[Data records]
#####

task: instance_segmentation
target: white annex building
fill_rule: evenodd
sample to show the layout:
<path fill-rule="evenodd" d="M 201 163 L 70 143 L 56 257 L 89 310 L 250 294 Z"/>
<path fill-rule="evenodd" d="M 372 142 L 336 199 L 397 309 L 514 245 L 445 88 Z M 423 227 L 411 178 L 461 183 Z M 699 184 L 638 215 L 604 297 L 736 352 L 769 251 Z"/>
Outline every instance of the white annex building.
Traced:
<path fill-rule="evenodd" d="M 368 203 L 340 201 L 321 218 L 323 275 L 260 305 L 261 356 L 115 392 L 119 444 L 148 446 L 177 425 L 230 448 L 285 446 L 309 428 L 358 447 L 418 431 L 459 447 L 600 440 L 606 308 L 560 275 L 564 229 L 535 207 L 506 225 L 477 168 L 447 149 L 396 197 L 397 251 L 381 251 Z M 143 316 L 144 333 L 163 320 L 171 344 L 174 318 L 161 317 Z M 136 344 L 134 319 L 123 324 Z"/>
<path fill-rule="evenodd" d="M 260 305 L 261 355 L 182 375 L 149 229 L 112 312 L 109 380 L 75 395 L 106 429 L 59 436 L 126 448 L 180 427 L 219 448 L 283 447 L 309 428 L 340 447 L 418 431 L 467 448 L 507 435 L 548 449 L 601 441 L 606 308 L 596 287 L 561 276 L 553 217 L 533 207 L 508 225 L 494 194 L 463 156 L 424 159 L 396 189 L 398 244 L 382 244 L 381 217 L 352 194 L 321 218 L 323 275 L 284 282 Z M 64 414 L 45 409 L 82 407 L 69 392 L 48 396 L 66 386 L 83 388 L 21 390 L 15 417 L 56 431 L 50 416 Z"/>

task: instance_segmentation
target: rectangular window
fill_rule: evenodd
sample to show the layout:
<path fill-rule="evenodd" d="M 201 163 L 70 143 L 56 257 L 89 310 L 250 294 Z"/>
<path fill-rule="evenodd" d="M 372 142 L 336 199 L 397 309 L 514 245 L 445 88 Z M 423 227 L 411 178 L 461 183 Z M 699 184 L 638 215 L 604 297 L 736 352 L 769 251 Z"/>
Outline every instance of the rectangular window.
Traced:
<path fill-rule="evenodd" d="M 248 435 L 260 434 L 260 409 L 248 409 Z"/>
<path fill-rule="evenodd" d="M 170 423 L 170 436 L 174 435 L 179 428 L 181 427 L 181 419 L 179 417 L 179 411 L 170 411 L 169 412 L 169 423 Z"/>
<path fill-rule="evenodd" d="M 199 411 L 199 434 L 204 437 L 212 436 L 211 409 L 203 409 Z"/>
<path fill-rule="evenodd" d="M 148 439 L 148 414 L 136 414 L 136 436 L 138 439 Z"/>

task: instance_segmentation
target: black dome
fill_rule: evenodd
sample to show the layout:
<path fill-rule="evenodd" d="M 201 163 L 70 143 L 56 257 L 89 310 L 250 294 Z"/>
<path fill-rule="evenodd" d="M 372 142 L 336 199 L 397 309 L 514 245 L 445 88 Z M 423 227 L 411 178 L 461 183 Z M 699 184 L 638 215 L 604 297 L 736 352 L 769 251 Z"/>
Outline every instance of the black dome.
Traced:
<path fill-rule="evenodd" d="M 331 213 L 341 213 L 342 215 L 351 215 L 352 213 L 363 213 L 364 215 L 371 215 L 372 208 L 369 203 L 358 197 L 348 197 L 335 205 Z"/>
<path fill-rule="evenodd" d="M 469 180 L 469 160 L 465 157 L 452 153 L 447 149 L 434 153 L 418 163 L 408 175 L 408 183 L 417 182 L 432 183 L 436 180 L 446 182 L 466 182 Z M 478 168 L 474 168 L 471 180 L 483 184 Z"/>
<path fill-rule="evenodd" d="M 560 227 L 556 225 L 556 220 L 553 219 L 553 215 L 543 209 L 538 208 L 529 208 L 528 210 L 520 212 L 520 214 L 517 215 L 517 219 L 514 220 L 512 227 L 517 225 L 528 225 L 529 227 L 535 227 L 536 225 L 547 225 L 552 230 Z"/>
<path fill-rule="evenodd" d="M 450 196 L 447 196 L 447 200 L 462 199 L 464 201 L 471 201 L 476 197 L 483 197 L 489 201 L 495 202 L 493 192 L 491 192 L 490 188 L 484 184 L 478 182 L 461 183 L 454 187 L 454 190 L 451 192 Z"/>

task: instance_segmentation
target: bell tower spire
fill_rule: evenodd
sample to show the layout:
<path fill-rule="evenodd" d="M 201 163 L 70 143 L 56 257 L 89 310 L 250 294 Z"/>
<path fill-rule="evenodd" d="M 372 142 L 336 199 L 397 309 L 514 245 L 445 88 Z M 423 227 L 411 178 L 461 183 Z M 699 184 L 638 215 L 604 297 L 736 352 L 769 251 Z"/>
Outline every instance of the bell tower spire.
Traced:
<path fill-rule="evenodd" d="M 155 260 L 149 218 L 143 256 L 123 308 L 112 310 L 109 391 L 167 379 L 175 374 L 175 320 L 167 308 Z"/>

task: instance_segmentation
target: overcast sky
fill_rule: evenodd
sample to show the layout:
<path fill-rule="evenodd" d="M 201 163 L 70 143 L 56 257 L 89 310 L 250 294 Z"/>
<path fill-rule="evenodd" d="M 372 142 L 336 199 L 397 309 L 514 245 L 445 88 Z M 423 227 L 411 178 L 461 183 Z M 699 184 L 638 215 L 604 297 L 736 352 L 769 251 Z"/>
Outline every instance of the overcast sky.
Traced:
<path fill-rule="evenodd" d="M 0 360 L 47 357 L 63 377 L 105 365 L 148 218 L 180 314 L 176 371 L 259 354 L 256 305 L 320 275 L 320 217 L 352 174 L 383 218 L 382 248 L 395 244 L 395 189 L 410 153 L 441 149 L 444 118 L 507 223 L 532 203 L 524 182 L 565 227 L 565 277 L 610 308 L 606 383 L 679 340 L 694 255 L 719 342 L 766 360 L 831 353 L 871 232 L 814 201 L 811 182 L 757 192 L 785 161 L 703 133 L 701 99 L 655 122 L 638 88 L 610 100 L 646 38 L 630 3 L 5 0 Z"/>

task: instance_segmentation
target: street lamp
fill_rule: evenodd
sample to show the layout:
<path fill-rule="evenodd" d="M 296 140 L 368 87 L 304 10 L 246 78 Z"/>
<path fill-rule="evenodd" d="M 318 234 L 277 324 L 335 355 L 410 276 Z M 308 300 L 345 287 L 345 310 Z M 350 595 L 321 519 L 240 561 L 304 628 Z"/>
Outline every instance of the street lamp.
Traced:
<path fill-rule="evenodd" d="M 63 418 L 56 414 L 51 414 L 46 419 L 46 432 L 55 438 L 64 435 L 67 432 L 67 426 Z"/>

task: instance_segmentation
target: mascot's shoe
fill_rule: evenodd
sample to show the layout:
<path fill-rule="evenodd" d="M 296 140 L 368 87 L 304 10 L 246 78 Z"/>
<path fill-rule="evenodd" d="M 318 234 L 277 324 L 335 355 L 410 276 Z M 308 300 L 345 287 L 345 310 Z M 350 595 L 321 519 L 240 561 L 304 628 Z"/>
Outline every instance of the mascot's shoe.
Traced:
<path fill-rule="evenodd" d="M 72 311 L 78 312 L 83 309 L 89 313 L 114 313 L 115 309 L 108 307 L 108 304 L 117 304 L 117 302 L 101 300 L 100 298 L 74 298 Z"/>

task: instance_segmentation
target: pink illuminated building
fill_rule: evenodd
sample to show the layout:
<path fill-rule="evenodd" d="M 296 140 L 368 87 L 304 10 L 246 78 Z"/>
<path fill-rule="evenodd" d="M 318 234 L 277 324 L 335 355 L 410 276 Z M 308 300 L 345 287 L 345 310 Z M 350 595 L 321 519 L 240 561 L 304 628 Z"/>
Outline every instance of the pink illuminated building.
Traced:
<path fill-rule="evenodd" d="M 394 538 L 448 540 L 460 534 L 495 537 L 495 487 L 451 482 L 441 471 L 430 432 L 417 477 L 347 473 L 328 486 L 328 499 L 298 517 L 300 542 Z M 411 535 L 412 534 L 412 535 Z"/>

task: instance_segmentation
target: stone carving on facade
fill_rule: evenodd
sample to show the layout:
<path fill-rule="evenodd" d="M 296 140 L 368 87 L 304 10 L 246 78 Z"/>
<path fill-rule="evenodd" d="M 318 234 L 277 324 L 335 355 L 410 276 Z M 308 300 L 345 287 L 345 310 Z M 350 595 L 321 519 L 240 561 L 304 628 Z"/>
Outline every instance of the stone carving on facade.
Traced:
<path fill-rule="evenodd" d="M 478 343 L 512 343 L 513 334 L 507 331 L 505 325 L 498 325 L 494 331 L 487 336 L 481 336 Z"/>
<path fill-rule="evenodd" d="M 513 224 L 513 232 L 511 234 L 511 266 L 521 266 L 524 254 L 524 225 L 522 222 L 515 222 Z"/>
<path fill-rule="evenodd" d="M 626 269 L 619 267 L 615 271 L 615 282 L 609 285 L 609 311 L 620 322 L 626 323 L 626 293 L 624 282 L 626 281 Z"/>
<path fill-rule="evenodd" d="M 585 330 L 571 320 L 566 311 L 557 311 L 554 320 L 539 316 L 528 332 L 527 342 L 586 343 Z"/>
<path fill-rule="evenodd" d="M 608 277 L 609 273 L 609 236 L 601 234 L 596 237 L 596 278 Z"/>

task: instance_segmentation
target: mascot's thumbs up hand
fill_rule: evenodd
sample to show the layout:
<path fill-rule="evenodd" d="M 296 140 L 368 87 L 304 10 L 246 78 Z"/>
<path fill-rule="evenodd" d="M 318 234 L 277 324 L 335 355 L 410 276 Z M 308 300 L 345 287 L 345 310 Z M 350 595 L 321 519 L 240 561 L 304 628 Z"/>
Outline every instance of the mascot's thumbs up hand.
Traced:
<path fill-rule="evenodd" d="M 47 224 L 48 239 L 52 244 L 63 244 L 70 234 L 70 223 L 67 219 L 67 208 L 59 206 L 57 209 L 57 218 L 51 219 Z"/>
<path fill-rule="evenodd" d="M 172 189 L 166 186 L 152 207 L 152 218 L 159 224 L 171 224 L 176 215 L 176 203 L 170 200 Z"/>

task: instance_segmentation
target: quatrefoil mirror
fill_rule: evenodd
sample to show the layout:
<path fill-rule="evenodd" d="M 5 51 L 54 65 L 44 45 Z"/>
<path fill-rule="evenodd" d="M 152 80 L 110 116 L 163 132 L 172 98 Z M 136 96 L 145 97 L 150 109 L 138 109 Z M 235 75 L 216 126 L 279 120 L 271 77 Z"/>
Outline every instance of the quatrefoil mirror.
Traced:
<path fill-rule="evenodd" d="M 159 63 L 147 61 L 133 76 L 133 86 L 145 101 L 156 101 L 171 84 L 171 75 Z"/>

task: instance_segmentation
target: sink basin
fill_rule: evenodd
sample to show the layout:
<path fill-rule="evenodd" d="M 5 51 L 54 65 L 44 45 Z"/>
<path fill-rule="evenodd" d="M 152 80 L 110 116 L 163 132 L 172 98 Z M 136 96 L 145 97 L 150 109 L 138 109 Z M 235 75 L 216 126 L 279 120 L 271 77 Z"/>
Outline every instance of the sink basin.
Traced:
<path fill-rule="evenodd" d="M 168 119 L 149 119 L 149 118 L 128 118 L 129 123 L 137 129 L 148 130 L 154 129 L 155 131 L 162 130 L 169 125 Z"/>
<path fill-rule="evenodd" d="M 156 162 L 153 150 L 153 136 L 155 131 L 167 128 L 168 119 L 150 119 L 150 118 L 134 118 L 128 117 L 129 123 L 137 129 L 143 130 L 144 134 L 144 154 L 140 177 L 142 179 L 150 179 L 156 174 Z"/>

#####

What to produce:
Return every line of the records above that contains the string "facade". Treat case as significant.

Output of the exercise:
target: stone carving on facade
Outline every instance of the stone carving on facade.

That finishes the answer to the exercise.